### PROBLEM A
For each statement below, decide whether the passage on starship deflectors supports it. Answer yes or no and quote the words from the passage that settle it.
(i) Early warp travel meant scanning ahead, jumping to the edge of the scanned range, then stopping to scan again.
(ii) The passive deflector fields are produced by the active deflector beams.
(iii) On the Excelsior, the deflector emitters sit below the dish.
### PROBLEM B
Resume the passage on starship deflectors where it stops.

### PASSAGE SHOWN
_ _ _

Now, as for why they don't hit anything... For some time everyone was limited to low-warp in our neck of the woods. Or, more specifically, warp jumps. You scan out as far as you can to make sure your path is free of significant obstacles, warp out to the edge of that range, stop, do another scan, etc. Limits the effective range of colonization and commerce. Had to wait until FTL-boosted computers and sensors came along. That then created the demand for faster ships, etc. The main long-range sensor is still oriented along the flight path, because that's where you need to be able to see the furthest, so as to not have already hit something by the time you see it. That parabolic dish also generates a set of "nested-bubble" passive deflector fields that catch subatomic particles, ionized gas and other interstellar media and shunt them out of the flight path. For larger objects, there are the active deflector beams that are projected way out ahead to move aside meteoroids and other macro-scale objects. If it's bigger than a certain size, the ship just tweaks its course around the object -- originally manually, later automatically but with organic redundancy (a conn officer monitoring the forward sweeps). On the TOS and TMP
Enterprise, the deflector emitters are those three boxy structures flanking the main sensor dish. On the
Excelsior, they're the two greeblied inserts in the ship's neck, above the dish. From the
Ambassador class on, a few things changed.

_ _ _

(Saved data entries)
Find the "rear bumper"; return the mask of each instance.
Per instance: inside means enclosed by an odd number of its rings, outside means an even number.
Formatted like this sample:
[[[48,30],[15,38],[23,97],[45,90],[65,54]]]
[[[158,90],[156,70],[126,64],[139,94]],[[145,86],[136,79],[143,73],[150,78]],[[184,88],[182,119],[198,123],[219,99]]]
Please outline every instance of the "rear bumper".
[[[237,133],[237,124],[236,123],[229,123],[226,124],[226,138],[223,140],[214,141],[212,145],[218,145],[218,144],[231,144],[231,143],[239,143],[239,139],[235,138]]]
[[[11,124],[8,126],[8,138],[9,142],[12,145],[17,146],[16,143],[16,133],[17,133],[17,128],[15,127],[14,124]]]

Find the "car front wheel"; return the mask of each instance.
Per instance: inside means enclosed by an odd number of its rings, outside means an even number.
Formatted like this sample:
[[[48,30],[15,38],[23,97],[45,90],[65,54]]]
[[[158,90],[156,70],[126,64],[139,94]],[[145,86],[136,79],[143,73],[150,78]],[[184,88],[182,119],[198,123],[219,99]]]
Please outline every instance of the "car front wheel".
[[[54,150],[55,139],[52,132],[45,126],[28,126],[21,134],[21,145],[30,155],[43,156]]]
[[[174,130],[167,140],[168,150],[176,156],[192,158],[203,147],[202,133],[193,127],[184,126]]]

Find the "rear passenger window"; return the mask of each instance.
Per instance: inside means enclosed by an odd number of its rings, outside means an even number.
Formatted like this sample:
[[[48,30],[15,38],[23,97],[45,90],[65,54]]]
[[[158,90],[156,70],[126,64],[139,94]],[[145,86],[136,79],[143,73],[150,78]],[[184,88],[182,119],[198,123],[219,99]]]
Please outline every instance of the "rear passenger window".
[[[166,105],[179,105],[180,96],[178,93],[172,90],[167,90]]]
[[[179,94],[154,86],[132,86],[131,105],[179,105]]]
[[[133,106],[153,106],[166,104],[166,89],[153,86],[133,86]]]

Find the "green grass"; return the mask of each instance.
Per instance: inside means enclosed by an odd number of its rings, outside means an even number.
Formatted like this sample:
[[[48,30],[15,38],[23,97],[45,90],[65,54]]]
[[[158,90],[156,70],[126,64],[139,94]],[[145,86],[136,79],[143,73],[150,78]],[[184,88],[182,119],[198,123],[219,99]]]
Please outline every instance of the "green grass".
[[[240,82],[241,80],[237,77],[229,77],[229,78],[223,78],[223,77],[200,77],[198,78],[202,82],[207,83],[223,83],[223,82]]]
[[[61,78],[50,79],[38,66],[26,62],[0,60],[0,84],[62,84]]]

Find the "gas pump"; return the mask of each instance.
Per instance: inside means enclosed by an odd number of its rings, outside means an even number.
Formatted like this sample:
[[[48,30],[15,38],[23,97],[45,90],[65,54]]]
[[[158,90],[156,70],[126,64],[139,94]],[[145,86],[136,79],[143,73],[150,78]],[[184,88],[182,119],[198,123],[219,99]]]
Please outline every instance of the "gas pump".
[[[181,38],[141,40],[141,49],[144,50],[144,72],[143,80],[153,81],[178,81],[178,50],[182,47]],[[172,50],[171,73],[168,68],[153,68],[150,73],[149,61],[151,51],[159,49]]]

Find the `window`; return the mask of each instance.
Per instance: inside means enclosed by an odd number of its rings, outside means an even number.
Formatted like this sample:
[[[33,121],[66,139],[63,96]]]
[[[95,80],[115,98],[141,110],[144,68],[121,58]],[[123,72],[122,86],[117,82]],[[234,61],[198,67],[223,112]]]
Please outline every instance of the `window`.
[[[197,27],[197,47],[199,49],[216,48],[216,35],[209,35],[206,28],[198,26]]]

_ _ _

### RESPONSE AREA A
(i) Yes: "warp out to the edge of that range, stop, do another scan"
(ii) No: "That parabolic dish also generates a set of "nested-bubble" passive deflector fields"
(iii) No: "they're the two greeblied inserts in the ship's neck, above the dish"

### RESPONSE AREA B
The active deflectors are incorporated into the main long-range sensor, which also has more range and sensitivity, the computers are faster and can cope with more sensor data at high speed. And the impulse engines now have their own "warp coils" to lower the ship's inertial mass so smaller impulse engines can push a big ship. I love the
Voyager for basically being the ultimate expression of what Gene was going for with the
Enterprise-D -- refinement, amplification, miniaturization. Andy Probert designed the TNG
Enterprise with smaller engines for the vessel's size than the original at Gene's behest to show this progress (even though Gene later had him add a little bit back on to the engines' back ends). I only wish Rick's vision of
Voyager's engines was practicable at the time -- partly for maximum warp field efficiency and partly to mitigate the erosive effect of warp fields on the subspace-realspace "barrier", the engines were supposed to move in flight. Lower for lower warp, higher for higher warp, shifting slightly at warp to adjust for local variation in field strength, etc. And, frankly, I wish they only ever went full horizontal when the ship was landing. Woulda been a nice surprise to keep for further into the show.
A bit of an essay, I know, but you have to know
how the drive system works before you can address how it interacts with physical objects around the ship.